-- Begin PROVIDED DATA --
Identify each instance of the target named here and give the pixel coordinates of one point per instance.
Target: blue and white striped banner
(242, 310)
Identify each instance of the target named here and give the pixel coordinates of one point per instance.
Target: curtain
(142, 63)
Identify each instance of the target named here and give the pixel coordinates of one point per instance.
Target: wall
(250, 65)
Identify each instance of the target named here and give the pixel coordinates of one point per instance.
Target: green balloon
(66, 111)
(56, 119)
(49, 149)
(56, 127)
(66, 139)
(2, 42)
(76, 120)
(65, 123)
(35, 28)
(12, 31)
-- End PROVIDED DATA --
— EXERCISE PROMPT —
Convert the entries above into a Markdown table with two columns, Row (the row number) and Line (the line itself), leaving out any blank lines.

— WORKED SOLUTION —
| Row | Line |
|---|---|
| 1 | Identify each instance of the target named here and give the pixel coordinates of one point per instance. |
| 2 | Target: blue and white striped banner |
| 3 | (242, 310) |
| 4 | Identify each instance of the target named here and give the pixel coordinates of one point per instance. |
| 5 | Target: curtain |
| 6 | (142, 63) |
| 7 | Identify each instance of the target named here and give the pixel coordinates of one point per instance. |
| 8 | Target: wall |
| 9 | (250, 65) |
| 10 | Identify each instance of the target named here and give the pixel coordinates of one point per instance. |
| 11 | Target: green balloon |
| 12 | (66, 111) |
| 13 | (56, 119) |
| 14 | (49, 149) |
| 15 | (56, 127) |
| 16 | (66, 139) |
| 17 | (2, 42) |
| 18 | (76, 120) |
| 19 | (65, 123) |
| 20 | (35, 28) |
| 21 | (12, 31) |